── Records for this exercise

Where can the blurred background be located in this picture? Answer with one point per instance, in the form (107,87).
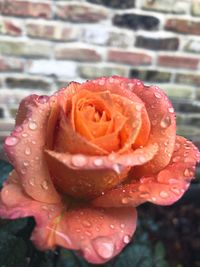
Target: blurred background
(47,43)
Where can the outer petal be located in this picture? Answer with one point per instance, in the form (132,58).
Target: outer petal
(163,126)
(89,176)
(25,149)
(164,188)
(97,233)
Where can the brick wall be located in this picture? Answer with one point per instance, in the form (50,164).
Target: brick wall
(44,44)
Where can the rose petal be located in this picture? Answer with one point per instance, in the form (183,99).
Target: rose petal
(67,140)
(25,151)
(163,127)
(71,177)
(98,234)
(165,188)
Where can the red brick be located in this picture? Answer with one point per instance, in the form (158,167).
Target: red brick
(131,58)
(81,12)
(10,27)
(25,8)
(79,54)
(11,64)
(52,30)
(183,26)
(178,62)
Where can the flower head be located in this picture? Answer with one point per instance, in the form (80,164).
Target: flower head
(85,157)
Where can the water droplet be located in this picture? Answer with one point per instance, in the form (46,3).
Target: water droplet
(98,162)
(122,225)
(126,239)
(176,159)
(86,223)
(104,247)
(171,110)
(164,194)
(18,129)
(186,172)
(175,190)
(11,141)
(125,200)
(26,163)
(27,151)
(79,160)
(24,134)
(142,159)
(177,147)
(43,99)
(144,195)
(44,185)
(165,122)
(32,181)
(32,125)
(157,95)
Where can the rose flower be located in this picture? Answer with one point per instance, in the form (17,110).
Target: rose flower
(85,157)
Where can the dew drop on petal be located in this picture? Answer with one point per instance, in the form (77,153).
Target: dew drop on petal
(112,226)
(32,181)
(164,194)
(27,151)
(86,223)
(44,185)
(175,190)
(165,122)
(157,95)
(122,225)
(32,125)
(104,247)
(18,129)
(11,141)
(126,239)
(186,172)
(79,160)
(125,200)
(171,110)
(98,162)
(25,163)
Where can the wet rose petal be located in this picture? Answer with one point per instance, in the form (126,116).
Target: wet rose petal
(164,188)
(24,149)
(98,234)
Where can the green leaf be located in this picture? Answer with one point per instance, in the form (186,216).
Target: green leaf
(5,169)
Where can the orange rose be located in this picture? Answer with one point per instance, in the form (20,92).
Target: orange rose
(85,157)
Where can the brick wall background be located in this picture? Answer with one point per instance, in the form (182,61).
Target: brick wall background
(45,44)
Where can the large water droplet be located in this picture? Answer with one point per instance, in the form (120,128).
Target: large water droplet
(125,200)
(44,185)
(164,194)
(98,162)
(32,125)
(171,110)
(79,160)
(27,151)
(157,95)
(86,223)
(11,141)
(104,247)
(126,239)
(165,122)
(175,190)
(32,181)
(186,172)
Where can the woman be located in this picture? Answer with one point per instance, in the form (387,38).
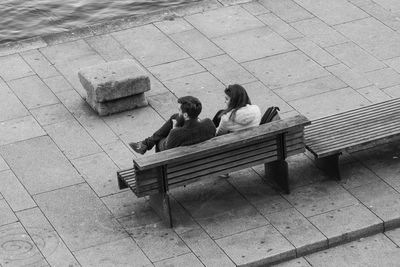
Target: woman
(239,112)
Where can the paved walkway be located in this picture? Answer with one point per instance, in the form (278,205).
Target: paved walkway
(59,201)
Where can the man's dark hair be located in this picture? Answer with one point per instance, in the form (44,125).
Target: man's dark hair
(190,105)
(238,98)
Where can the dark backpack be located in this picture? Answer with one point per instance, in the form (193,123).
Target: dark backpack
(269,114)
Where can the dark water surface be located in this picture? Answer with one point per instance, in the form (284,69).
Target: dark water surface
(21,19)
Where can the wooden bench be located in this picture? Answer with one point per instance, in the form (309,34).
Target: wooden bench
(268,144)
(327,138)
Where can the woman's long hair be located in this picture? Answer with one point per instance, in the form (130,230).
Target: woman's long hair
(238,99)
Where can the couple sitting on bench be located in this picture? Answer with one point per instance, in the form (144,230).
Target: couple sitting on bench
(185,128)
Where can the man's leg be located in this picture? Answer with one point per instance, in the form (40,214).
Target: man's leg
(148,143)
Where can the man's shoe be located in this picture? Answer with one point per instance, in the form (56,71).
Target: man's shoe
(139,147)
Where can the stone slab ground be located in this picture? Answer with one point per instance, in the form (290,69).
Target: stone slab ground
(59,201)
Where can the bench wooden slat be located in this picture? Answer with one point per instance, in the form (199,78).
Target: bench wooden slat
(356,136)
(373,107)
(352,130)
(322,152)
(219,143)
(350,123)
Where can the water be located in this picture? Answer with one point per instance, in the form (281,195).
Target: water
(21,19)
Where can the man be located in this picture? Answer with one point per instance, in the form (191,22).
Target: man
(182,129)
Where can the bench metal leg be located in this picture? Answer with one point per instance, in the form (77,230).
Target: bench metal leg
(330,165)
(121,184)
(160,204)
(279,172)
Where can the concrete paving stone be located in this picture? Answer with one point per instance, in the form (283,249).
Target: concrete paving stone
(261,195)
(361,3)
(3,164)
(310,88)
(262,96)
(204,86)
(394,235)
(108,47)
(390,5)
(79,55)
(218,208)
(120,154)
(255,8)
(228,71)
(76,50)
(122,204)
(382,200)
(196,44)
(72,139)
(384,161)
(355,57)
(70,70)
(99,171)
(207,251)
(354,79)
(329,103)
(314,51)
(14,192)
(19,129)
(40,165)
(279,70)
(298,262)
(173,25)
(122,252)
(393,91)
(319,198)
(336,12)
(14,67)
(279,26)
(17,247)
(58,84)
(180,261)
(394,63)
(374,94)
(123,124)
(80,226)
(176,69)
(51,114)
(33,92)
(92,123)
(355,174)
(46,238)
(375,250)
(346,224)
(260,246)
(318,32)
(383,44)
(303,235)
(253,44)
(223,21)
(383,78)
(10,106)
(21,46)
(302,171)
(164,104)
(388,17)
(287,10)
(41,66)
(156,240)
(149,45)
(7,216)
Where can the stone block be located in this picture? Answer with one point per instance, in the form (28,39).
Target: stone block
(113,80)
(118,105)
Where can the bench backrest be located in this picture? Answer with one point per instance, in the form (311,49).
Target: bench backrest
(219,155)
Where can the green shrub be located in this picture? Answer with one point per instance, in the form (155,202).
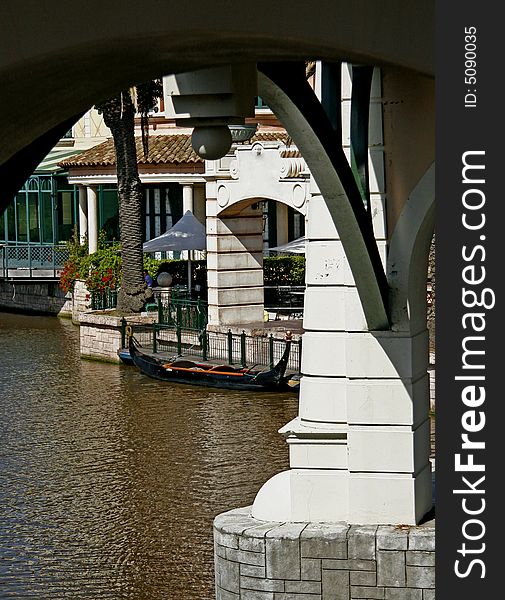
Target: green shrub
(284,270)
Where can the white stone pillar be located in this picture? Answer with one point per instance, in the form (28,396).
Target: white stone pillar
(359,449)
(199,207)
(282,223)
(234,264)
(83,213)
(187,198)
(92,218)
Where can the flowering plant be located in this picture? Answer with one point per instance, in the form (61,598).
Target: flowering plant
(68,276)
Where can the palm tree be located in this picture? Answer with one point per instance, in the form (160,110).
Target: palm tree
(119,116)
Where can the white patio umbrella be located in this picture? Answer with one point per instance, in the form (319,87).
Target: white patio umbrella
(187,234)
(294,247)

────

Please leave out the pictures while you copy exactly the lines from the one containing "Where can the man be" through the end of the records.

Complete answer
Where can the man be located in this picture? Answer with one point per instance, in the form (191,22).
Target: man
(182,129)
Where can the bench metal leg be located in this picture? Answer with one point per instance, in the form (77,230).
Target: bench metal leg
(330,165)
(121,184)
(160,204)
(279,172)
Where can the concrete paving stone be located in this picture? Answer with one point per instance, in the form (283,249).
Target: concrete paving stone
(261,195)
(361,3)
(3,164)
(310,88)
(262,96)
(204,86)
(394,235)
(108,47)
(390,5)
(79,55)
(218,208)
(120,154)
(255,8)
(228,71)
(76,50)
(122,204)
(382,200)
(196,44)
(72,139)
(384,161)
(355,57)
(70,70)
(99,171)
(207,251)
(354,79)
(329,103)
(314,51)
(14,192)
(19,129)
(40,165)
(279,70)
(298,262)
(173,25)
(122,252)
(393,91)
(319,198)
(336,12)
(14,67)
(279,26)
(17,247)
(58,84)
(180,261)
(394,63)
(374,94)
(123,124)
(80,226)
(176,69)
(51,114)
(33,92)
(92,123)
(355,174)
(46,238)
(375,250)
(346,224)
(260,246)
(318,32)
(383,44)
(303,235)
(253,44)
(223,21)
(383,78)
(10,106)
(21,46)
(302,171)
(164,104)
(388,17)
(287,10)
(41,66)
(156,240)
(149,45)
(7,216)
Where can the stone block be located in this picture? Answer with one point per instance, in the form (28,39).
Target: stone block
(113,80)
(118,105)
Where can the bench backrest be located in this picture? Answer with one point per instance, in the form (311,49).
Target: bench backrest
(219,155)
Where can the green shrub be located in this picture? Answer with one point per instance, in the form (155,202).
Target: green shrub
(284,270)
Where can the white stone pillar be located in this picture? Answer with one point per instance, in the form (28,396).
Target: white stone pillar
(359,449)
(199,207)
(282,223)
(234,264)
(83,213)
(187,198)
(92,218)
Where can the flowering plant be located in this picture? Answer with one point per instance, in the form (61,598).
Target: flowering plant
(68,276)
Where can the palm tree be located in this picture? Answer with one point per instance, in the form (160,110).
Target: palm tree
(119,116)
Where can the white patio umbrella be located in this picture? Answer with one point per instance, in the form (319,87).
Target: white patio umbrella
(187,234)
(294,247)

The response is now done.